**Provided entries**
[Start of section]

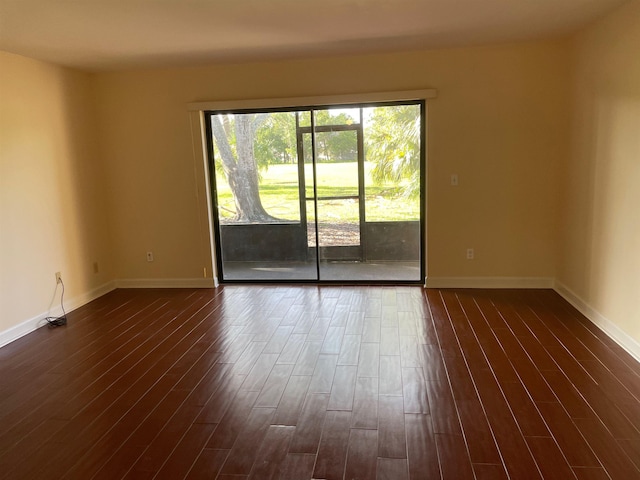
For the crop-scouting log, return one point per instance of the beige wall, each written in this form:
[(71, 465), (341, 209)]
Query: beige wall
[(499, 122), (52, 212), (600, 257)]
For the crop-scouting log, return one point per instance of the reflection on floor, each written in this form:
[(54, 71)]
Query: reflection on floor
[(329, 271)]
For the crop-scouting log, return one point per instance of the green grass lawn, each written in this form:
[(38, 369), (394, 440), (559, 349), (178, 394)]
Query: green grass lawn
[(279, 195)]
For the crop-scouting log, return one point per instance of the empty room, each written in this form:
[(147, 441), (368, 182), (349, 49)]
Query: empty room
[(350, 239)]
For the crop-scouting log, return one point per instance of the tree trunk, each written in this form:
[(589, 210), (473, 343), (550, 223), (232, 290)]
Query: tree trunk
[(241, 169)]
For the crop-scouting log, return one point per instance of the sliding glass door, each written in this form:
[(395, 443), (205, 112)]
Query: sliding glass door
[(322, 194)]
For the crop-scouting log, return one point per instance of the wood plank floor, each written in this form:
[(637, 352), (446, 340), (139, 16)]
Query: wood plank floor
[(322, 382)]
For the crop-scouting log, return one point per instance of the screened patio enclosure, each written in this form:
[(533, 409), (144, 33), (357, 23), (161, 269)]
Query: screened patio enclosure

[End of section]
[Start of section]

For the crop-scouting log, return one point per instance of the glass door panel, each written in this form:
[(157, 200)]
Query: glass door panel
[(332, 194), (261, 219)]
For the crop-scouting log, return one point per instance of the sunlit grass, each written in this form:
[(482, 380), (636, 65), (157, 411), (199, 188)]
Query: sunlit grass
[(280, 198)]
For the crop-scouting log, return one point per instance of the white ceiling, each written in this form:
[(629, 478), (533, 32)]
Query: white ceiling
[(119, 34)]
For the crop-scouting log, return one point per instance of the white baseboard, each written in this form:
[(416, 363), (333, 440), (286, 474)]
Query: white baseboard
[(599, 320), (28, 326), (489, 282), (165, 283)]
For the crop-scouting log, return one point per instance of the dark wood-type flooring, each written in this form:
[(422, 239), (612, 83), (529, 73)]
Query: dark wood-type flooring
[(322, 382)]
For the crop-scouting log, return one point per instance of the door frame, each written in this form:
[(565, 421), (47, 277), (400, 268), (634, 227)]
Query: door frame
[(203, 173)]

[End of section]
[Start of section]

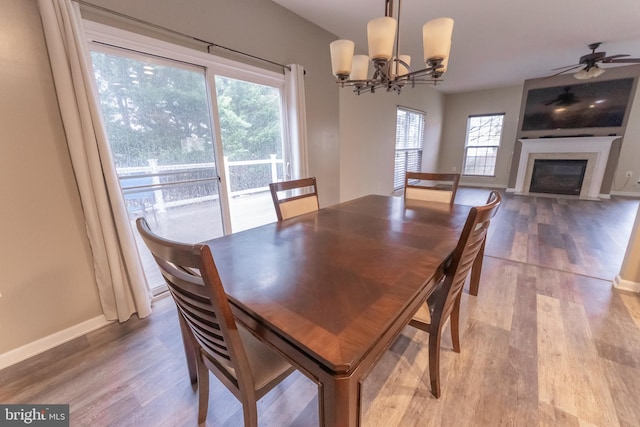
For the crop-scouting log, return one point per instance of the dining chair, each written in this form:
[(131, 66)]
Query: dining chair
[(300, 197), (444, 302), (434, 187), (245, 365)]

[End of section]

**Exercise prompt**
Whenever a line in the data above contains the word "enclosure", include it in the tally, and report only the final number.

**Written solution**
2